Copy every line of the listing exactly.

[RECORDS FOR THIS EXERCISE Boundary: Start]

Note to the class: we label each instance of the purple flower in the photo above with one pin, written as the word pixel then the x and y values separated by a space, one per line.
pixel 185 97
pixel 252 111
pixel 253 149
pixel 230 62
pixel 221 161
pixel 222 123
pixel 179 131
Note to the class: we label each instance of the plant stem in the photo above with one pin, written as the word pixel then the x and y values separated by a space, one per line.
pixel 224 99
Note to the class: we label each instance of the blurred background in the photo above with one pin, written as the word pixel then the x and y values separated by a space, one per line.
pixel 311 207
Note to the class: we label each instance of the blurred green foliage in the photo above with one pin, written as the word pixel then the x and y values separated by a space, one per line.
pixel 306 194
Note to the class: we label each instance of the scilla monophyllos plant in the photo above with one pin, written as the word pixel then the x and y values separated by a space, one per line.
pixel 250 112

[RECORDS FOR THIS EXERCISE Boundary: End]

◆ **OUTPUT BELOW**:
Note to the class: we label each instance of the purple flower in the photo above with one pin, written as the word pixel then the x and y values separated by a space, one per line.
pixel 185 97
pixel 252 111
pixel 253 149
pixel 230 62
pixel 221 161
pixel 222 123
pixel 179 131
Note to the class: we label each instance of the plant stem in the photo above with one pin, written as the word pixel then the x and y values separated by a space, one per line.
pixel 224 99
Note to the class: we label each instance of the blurred background in the photo above with one pin, written as the word pixel then the x and y values separated by a space, one per line.
pixel 311 207
Note to the class: we label each instance of the blurred green foliage in the photo above with one pin, written as the word pixel then the x and y values separated by a space, one per line.
pixel 306 194
Note to the class: we label each instance of the scilla monophyllos plant in the photo above with one pin, written as the word pixel then the x and y values separated by a space, one per line.
pixel 250 112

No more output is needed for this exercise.